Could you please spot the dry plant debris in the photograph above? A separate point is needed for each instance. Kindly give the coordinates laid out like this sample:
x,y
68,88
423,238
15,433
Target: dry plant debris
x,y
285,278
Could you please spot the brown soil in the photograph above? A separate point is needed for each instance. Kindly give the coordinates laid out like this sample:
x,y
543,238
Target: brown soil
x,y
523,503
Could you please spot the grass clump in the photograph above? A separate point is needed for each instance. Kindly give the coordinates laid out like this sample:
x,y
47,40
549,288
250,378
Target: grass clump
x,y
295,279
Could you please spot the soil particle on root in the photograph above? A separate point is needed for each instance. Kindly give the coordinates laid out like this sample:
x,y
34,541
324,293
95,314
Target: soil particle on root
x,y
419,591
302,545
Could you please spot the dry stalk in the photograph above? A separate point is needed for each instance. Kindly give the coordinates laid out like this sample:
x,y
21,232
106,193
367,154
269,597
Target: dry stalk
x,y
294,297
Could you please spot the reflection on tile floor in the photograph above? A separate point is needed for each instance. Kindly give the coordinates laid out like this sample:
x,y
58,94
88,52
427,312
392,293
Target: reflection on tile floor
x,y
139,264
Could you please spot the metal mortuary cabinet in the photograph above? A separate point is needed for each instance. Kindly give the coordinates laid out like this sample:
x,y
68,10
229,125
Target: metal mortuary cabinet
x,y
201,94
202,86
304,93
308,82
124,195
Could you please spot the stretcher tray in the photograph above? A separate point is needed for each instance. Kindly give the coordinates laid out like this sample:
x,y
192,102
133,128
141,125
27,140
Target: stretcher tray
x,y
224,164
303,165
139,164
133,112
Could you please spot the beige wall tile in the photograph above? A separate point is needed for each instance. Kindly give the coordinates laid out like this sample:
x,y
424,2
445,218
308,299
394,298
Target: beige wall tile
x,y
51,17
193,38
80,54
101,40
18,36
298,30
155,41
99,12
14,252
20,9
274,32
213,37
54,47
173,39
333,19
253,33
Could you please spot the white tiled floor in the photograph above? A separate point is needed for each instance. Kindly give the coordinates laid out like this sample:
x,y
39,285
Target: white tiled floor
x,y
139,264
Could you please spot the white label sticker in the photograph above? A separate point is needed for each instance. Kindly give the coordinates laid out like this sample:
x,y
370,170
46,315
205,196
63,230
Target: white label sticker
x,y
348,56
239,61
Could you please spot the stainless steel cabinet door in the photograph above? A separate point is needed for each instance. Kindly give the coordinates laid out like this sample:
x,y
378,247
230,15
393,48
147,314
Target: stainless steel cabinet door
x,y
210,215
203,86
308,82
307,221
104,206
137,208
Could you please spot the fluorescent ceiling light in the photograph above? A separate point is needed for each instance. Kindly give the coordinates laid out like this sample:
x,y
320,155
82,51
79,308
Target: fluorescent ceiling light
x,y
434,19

Requirement -> The response must restate every entry word for word.

Expected answer ->
Could you please spot the dry plant debris in the photograph above? A separate point is needed for each instance. Kindly give the coordinates laid out like this sample:
x,y
68,88
423,238
15,433
Target: dry plant debris
x,y
285,278
Could you please spot the brown soil in the photograph above? A separate point is needed for each instance. Kindly give the coordinates laid out like this sample:
x,y
543,238
Target: brown soil
x,y
523,503
Could you please spot the grass clump in the photograph above? A separate point is needed for each instance. Kindly give the coordinates laid out like this sample:
x,y
47,40
549,288
250,378
Target: grass clump
x,y
295,279
Could you please spot the soil particle on root in the photograph above? A separate point is needed for each instance. Kindly give the coordinates laid out like this sample:
x,y
34,541
324,293
95,314
Target: soil particle on root
x,y
419,591
302,545
Could you please spot the dry stalk in the photograph above? A separate point is needed for each instance. Kindly give the coordinates laid out like this sample:
x,y
21,232
106,193
367,154
269,597
Target: dry stalk
x,y
294,297
Could you please spot the reflection on tile floor in the photograph above? A separate point is needed for each instance. Kindly give the coordinates laid out like this sample:
x,y
58,94
88,52
427,312
392,293
Target: reflection on tile floor
x,y
139,264
Could you please spot the metal mortuary cabinet in the photograph above? A separate point is needed for each instance. Kindly give the coordinates laid out like this sample:
x,y
68,10
229,125
Target: metal mortuary cabinet
x,y
201,94
202,86
304,93
308,82
124,195
Could you please spot the stretcher tray in the photograph above? A separate point is needed for each instance. Kindly give the coordinates laid out like this sample:
x,y
192,102
133,128
141,125
27,140
Target: stretcher tray
x,y
224,164
303,165
139,164
133,112
Could you please spot the beige wall tile in the photograph above? A separate point is needed for each instance. Kindly give the coordinates laid out like this sample:
x,y
424,2
445,218
308,299
394,298
Target: beige wall tile
x,y
51,17
193,38
80,54
101,40
18,36
298,30
155,41
99,12
14,252
20,9
274,32
213,37
54,47
173,39
333,19
253,33
Could you please spot the white tiled floor in the photograph above? A separate point is needed for each instance. Kindly give the coordinates laid out like this sample:
x,y
39,285
Target: white tiled floor
x,y
139,264
Could you please spot the white label sticker in the photograph above? A separate point is needed for each instance. Kindly give the coordinates laid out like this sample:
x,y
370,170
46,315
205,196
63,230
Target: white label sticker
x,y
348,56
239,61
Could you please spot the stainless steel cabinet door in the photograph above? A separate point is needed for each instance. Kindly give the coordinates laid out like this sample:
x,y
378,247
230,15
393,48
147,314
Target: stainless steel cabinet door
x,y
210,215
203,86
308,82
307,221
104,206
137,208
Could you please spot the fluorescent ceiling light in the photograph above? A separate point is needed for each instance. Kindly give the coordinates laid out like this sample:
x,y
320,155
82,51
79,308
Target: fluorescent ceiling light
x,y
434,19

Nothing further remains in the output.